→ GOAL: Return in full every line of the entries below that contains the word "horn". The match is case-sensitive.

→ DATASET RECORDS:
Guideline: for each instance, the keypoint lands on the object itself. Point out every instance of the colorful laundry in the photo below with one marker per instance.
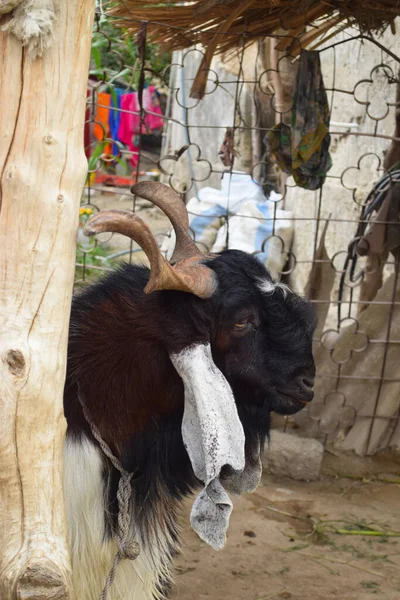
(115, 117)
(101, 129)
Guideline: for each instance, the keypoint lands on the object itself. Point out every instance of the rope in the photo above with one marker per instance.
(127, 549)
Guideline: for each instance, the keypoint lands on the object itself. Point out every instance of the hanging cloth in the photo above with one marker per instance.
(302, 149)
(151, 103)
(115, 117)
(129, 124)
(101, 129)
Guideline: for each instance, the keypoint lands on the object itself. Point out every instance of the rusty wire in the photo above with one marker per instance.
(388, 63)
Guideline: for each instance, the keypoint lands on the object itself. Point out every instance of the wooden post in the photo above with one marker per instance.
(42, 171)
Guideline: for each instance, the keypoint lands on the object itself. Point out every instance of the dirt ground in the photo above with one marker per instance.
(272, 552)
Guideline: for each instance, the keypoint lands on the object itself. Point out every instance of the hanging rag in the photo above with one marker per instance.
(151, 104)
(101, 129)
(378, 233)
(129, 124)
(214, 439)
(302, 149)
(115, 117)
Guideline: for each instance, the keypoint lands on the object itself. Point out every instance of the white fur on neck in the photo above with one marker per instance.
(92, 557)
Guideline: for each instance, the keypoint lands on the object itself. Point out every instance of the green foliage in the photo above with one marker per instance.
(115, 56)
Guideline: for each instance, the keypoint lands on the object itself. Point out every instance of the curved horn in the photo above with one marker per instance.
(188, 276)
(172, 205)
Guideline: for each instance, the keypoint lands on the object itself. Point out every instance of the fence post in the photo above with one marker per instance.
(42, 171)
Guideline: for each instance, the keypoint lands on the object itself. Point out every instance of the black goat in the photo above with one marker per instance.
(125, 350)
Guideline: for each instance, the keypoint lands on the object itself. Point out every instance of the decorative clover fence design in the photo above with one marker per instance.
(308, 238)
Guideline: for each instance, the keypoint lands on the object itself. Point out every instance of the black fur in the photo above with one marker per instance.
(119, 346)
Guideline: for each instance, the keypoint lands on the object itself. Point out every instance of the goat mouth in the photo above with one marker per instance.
(289, 403)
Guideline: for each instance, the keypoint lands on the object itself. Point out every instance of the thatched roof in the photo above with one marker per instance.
(221, 25)
(180, 25)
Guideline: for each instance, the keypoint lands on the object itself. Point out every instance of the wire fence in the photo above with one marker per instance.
(310, 238)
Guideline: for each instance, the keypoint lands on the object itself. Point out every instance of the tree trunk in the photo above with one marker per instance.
(42, 171)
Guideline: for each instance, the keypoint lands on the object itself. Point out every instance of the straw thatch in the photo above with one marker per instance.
(221, 23)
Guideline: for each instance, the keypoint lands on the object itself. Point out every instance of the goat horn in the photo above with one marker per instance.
(172, 205)
(187, 276)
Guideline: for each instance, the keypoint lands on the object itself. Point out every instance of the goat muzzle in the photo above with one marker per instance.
(187, 274)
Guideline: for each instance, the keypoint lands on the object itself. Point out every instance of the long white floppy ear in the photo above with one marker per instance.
(213, 436)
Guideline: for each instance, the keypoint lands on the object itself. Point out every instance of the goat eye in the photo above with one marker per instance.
(241, 324)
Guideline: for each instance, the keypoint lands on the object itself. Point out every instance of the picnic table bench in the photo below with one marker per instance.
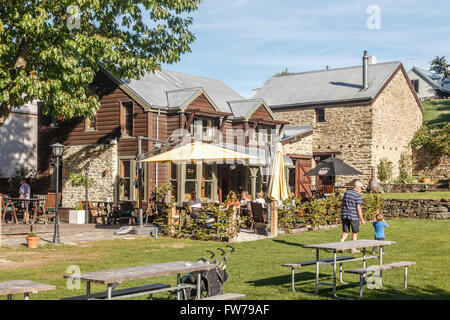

→ WRITTEN SOLUTION:
Guideline: for each instance, the keypoint lands on the object itself. Point out every instance of the curved horn in the photo above with one marker per instance.
Guideline: for each instance, the keypoint lands on the object itself. Point out every instance of the goat horn in the photo above with one marker per instance.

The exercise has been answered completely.